▽

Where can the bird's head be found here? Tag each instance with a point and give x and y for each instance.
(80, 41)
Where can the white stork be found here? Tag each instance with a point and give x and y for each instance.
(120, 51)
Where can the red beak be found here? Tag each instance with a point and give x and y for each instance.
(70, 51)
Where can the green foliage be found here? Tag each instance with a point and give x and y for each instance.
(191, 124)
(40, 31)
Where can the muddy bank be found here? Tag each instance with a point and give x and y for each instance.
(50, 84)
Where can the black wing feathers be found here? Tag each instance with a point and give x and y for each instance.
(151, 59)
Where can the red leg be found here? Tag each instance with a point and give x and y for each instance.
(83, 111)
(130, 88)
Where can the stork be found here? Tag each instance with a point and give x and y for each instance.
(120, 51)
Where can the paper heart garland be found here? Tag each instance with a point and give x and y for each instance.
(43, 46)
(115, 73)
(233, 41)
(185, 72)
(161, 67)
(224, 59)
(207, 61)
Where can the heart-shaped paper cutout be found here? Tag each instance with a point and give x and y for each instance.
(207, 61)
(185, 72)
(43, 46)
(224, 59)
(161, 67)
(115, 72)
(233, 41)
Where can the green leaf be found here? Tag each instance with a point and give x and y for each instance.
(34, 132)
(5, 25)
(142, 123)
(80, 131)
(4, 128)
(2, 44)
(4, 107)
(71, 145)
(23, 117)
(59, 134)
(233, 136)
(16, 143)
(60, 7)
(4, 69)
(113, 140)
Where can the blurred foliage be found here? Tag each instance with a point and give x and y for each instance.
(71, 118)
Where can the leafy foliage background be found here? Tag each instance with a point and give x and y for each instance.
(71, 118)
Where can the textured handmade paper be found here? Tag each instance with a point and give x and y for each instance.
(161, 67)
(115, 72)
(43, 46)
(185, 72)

△

- [Requirements] Copy out, word for word, the lines from the one containing "Where can the blurred" through the last line above.

- [Reply]
Where can the blurred foliage be found here? Tag each instance with a point and give x and y for each instance.
(71, 118)
Where can the leafy foliage background be found here? Tag each instance with a point and give x and y for each instance.
(71, 118)
Where can the textured handmade paper be found here? Tag each instance with a point and give x and y for each instance.
(161, 67)
(115, 72)
(43, 46)
(185, 72)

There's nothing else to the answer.